-- BEGIN Records for the task --

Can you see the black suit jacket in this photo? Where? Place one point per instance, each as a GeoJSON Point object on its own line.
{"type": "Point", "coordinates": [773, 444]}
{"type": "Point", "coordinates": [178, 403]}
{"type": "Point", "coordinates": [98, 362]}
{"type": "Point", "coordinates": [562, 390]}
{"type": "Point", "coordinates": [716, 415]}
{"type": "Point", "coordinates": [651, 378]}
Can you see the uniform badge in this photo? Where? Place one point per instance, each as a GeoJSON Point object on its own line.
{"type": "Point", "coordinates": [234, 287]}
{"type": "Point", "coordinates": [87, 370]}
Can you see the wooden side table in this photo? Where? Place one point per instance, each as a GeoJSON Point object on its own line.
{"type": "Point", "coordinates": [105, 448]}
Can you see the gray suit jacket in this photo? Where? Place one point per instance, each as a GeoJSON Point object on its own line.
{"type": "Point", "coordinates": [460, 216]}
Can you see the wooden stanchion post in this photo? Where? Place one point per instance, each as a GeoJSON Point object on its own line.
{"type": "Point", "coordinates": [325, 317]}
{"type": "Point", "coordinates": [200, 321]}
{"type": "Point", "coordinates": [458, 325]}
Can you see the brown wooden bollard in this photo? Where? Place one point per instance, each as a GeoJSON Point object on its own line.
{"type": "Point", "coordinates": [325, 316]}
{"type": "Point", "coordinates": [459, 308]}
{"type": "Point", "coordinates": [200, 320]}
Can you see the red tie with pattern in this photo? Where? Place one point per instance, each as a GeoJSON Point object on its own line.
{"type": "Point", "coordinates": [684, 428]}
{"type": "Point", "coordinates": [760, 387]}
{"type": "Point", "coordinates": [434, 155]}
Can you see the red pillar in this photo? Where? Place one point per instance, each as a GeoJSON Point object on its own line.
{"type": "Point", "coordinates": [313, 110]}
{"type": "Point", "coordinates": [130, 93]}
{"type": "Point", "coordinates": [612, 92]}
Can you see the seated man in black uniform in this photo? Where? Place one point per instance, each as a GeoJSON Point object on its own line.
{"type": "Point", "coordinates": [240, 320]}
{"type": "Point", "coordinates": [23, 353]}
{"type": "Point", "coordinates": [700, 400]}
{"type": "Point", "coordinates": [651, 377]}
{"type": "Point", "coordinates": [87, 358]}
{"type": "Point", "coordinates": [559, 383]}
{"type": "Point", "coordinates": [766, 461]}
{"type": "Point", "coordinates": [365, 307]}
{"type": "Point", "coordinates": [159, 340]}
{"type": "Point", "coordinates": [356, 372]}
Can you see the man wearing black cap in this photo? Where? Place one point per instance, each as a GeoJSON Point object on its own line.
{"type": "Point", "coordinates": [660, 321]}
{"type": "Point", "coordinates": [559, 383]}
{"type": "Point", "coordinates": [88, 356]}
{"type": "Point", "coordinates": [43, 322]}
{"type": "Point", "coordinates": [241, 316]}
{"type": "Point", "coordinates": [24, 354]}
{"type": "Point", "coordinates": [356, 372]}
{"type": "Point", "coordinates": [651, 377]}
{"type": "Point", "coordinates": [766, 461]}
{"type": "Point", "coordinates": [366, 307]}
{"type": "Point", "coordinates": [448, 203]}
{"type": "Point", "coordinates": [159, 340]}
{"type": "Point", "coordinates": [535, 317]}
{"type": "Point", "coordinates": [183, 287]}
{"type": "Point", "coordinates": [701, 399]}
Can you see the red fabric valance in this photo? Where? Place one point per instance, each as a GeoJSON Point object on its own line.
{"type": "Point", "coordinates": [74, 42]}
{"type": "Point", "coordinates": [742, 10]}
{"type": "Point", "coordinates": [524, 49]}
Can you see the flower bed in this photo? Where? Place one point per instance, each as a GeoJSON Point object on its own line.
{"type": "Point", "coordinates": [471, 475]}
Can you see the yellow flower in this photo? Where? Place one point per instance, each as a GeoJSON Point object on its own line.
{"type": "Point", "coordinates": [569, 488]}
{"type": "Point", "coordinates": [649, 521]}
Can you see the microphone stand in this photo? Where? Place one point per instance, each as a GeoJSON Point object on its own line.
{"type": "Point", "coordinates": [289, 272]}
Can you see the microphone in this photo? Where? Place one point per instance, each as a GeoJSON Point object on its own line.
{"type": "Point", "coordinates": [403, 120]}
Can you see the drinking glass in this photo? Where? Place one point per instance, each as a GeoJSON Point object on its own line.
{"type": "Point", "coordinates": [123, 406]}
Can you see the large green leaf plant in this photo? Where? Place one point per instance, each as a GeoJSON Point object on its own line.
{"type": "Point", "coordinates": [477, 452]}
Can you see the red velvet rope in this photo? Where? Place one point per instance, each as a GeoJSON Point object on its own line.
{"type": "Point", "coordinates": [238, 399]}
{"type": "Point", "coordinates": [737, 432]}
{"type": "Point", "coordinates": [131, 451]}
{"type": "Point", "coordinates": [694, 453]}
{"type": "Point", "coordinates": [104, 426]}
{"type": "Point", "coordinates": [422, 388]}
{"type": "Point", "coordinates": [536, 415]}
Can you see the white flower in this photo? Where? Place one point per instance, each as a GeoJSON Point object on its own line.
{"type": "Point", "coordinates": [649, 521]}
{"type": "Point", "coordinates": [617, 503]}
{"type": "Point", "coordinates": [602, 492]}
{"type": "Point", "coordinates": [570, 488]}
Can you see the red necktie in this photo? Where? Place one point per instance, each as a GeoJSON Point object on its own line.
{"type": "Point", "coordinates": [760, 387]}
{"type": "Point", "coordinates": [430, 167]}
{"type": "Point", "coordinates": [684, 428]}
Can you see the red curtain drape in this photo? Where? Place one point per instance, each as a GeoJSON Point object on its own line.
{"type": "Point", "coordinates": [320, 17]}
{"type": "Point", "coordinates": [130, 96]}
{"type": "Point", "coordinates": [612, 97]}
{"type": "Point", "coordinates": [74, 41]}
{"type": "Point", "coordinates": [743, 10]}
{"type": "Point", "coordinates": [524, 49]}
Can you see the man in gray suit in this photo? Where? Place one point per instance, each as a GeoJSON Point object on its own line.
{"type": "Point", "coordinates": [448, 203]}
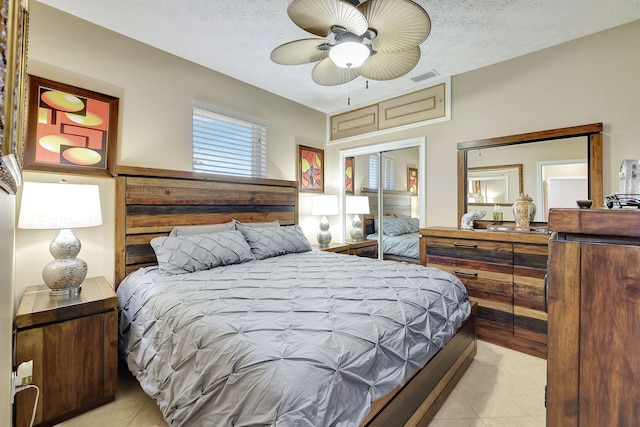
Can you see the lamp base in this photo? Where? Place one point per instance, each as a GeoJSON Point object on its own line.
{"type": "Point", "coordinates": [65, 273]}
{"type": "Point", "coordinates": [324, 235]}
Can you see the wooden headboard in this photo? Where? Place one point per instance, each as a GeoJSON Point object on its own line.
{"type": "Point", "coordinates": [150, 202]}
{"type": "Point", "coordinates": [395, 202]}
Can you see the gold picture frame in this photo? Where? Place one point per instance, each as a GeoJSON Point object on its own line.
{"type": "Point", "coordinates": [15, 31]}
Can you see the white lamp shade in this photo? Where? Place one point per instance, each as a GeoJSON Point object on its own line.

-- END Records for the task --

Rewrite every line of the records with "in this photo" replaced by "in this image" and nothing else changed. Omit the pictures from your answer.

=== Output for this exercise ===
Can you see the black suit jacket in this image? Where? Place one point per instance, each as a GeoJSON Point object on its own line.
{"type": "Point", "coordinates": [773, 444]}
{"type": "Point", "coordinates": [178, 403]}
{"type": "Point", "coordinates": [98, 362]}
{"type": "Point", "coordinates": [562, 390]}
{"type": "Point", "coordinates": [716, 415]}
{"type": "Point", "coordinates": [651, 378]}
Can you see the uniform badge in this image? Where? Place one point per instance, each as a GeoJSON Point object on its own line.
{"type": "Point", "coordinates": [234, 287]}
{"type": "Point", "coordinates": [87, 370]}
Can you see the wooden side table in this image? Where? Place one point per instance, each as a GeoJSON Point object on its own line.
{"type": "Point", "coordinates": [105, 448]}
Can you see the gray suit jacket in this image? Where? Place one point per instance, each as a GeoJSON Point object on its own line.
{"type": "Point", "coordinates": [460, 216]}
Can you see the wooden stanchion post in this image? Where? Place one point per instance, each as a GeoJSON Point object on its own line.
{"type": "Point", "coordinates": [325, 317]}
{"type": "Point", "coordinates": [200, 321]}
{"type": "Point", "coordinates": [458, 325]}
Can you see the brown wooden bollard in this image? Where? Place one point per instance, each as a GeoJSON Point object on its own line.
{"type": "Point", "coordinates": [325, 316]}
{"type": "Point", "coordinates": [459, 308]}
{"type": "Point", "coordinates": [200, 320]}
Can you see the red tie with pattern in this image? Where? Place one point per instance, each as a GeoJSON Point object on its own line.
{"type": "Point", "coordinates": [684, 428]}
{"type": "Point", "coordinates": [760, 387]}
{"type": "Point", "coordinates": [434, 155]}
Can you see the red pillar in this image? Where? Place one point per instance, each as a GeoJSON Point object on its own line.
{"type": "Point", "coordinates": [313, 110]}
{"type": "Point", "coordinates": [130, 93]}
{"type": "Point", "coordinates": [612, 92]}
Can you see the seated man in black uniform in this image? Where? Place one point per instance, each as a GeoJSON Point object on its own line.
{"type": "Point", "coordinates": [240, 320]}
{"type": "Point", "coordinates": [23, 353]}
{"type": "Point", "coordinates": [700, 400]}
{"type": "Point", "coordinates": [651, 377]}
{"type": "Point", "coordinates": [87, 358]}
{"type": "Point", "coordinates": [559, 383]}
{"type": "Point", "coordinates": [766, 461]}
{"type": "Point", "coordinates": [365, 307]}
{"type": "Point", "coordinates": [159, 340]}
{"type": "Point", "coordinates": [356, 372]}
Can you see the man wearing black cap in this image? Where? Place one point per instance, each as a GeoJSON Point object on its own line.
{"type": "Point", "coordinates": [660, 321]}
{"type": "Point", "coordinates": [559, 383]}
{"type": "Point", "coordinates": [88, 356]}
{"type": "Point", "coordinates": [43, 322]}
{"type": "Point", "coordinates": [241, 316]}
{"type": "Point", "coordinates": [24, 354]}
{"type": "Point", "coordinates": [356, 372]}
{"type": "Point", "coordinates": [651, 377]}
{"type": "Point", "coordinates": [766, 461]}
{"type": "Point", "coordinates": [366, 307]}
{"type": "Point", "coordinates": [448, 203]}
{"type": "Point", "coordinates": [159, 340]}
{"type": "Point", "coordinates": [535, 317]}
{"type": "Point", "coordinates": [183, 287]}
{"type": "Point", "coordinates": [701, 399]}
Can you see the red fabric valance in this image? Where? Place one point per instance, each as a GeoJSON Point object on its own line.
{"type": "Point", "coordinates": [74, 42]}
{"type": "Point", "coordinates": [742, 10]}
{"type": "Point", "coordinates": [524, 49]}
Can you see the flower bed in this image? Where? Place one point per instance, each as a GeoJSON Point object on its own line.
{"type": "Point", "coordinates": [471, 475]}
Can you see the yellow flower in this image? Where? Place one point per instance, each as a GeoJSON Point object on its own line.
{"type": "Point", "coordinates": [569, 488]}
{"type": "Point", "coordinates": [649, 521]}
Can you see the microphone stand in this image? Where? Place one point per instance, each as a GeoJSON Point object on its own line.
{"type": "Point", "coordinates": [289, 272]}
Can you see the microphone in this image? Where? Place one point per instance, each as a GeoJSON Point object on its own line.
{"type": "Point", "coordinates": [403, 120]}
Can you see the drinking glass in this image? Where? Place one point per instance, each as a GeoJSON Point object on its own line.
{"type": "Point", "coordinates": [123, 406]}
Can you see the large green leaf plant in this image? Where? Place one point per instance, each as a GeoJSON Point object on its own line.
{"type": "Point", "coordinates": [477, 452]}
Can you see the red velvet rope in this image? Where? Place one point per instance, each as a GeoJSON Point object on its own line.
{"type": "Point", "coordinates": [238, 399]}
{"type": "Point", "coordinates": [737, 432]}
{"type": "Point", "coordinates": [131, 451]}
{"type": "Point", "coordinates": [694, 453]}
{"type": "Point", "coordinates": [104, 426]}
{"type": "Point", "coordinates": [422, 388]}
{"type": "Point", "coordinates": [536, 415]}
Can you see the white flower in this image? Where? Place one point per instance, each as a GeoJSON Point object on its own line.
{"type": "Point", "coordinates": [649, 521]}
{"type": "Point", "coordinates": [617, 503]}
{"type": "Point", "coordinates": [602, 492]}
{"type": "Point", "coordinates": [570, 488]}
Can you see the red necktie in this image? Where? Place one point per instance, each as a GeoJSON Point object on its own line.
{"type": "Point", "coordinates": [760, 387]}
{"type": "Point", "coordinates": [430, 167]}
{"type": "Point", "coordinates": [684, 428]}
Can you see the red curtain drape in this image? Where? Place one point per instance, each as a GeoJSON Point object on its own line.
{"type": "Point", "coordinates": [320, 17]}
{"type": "Point", "coordinates": [130, 96]}
{"type": "Point", "coordinates": [612, 97]}
{"type": "Point", "coordinates": [74, 41]}
{"type": "Point", "coordinates": [743, 10]}
{"type": "Point", "coordinates": [524, 49]}
Can you see the man in gray suit in this image? Where? Place one point per instance, each as a GeoJSON Point object on its own line.
{"type": "Point", "coordinates": [448, 203]}
Can you see the lamp base in this image? Where? Place one point per instance, each as a GeoJSON Point object on its own line.
{"type": "Point", "coordinates": [65, 273]}
{"type": "Point", "coordinates": [324, 235]}
Can you see the wooden headboard in this image? Where? Place one point per instance, each as a GeoJSON Point object on its own line.
{"type": "Point", "coordinates": [150, 202]}
{"type": "Point", "coordinates": [395, 202]}
Can you see the gold picture frame in this image? Where? Place one point per instance, each as a GeoJSON Point object on its own line.
{"type": "Point", "coordinates": [15, 31]}
Can you see the white lamp shade in this image? Where? Place one point per instance, each as a GeoJSON Point object on its own line.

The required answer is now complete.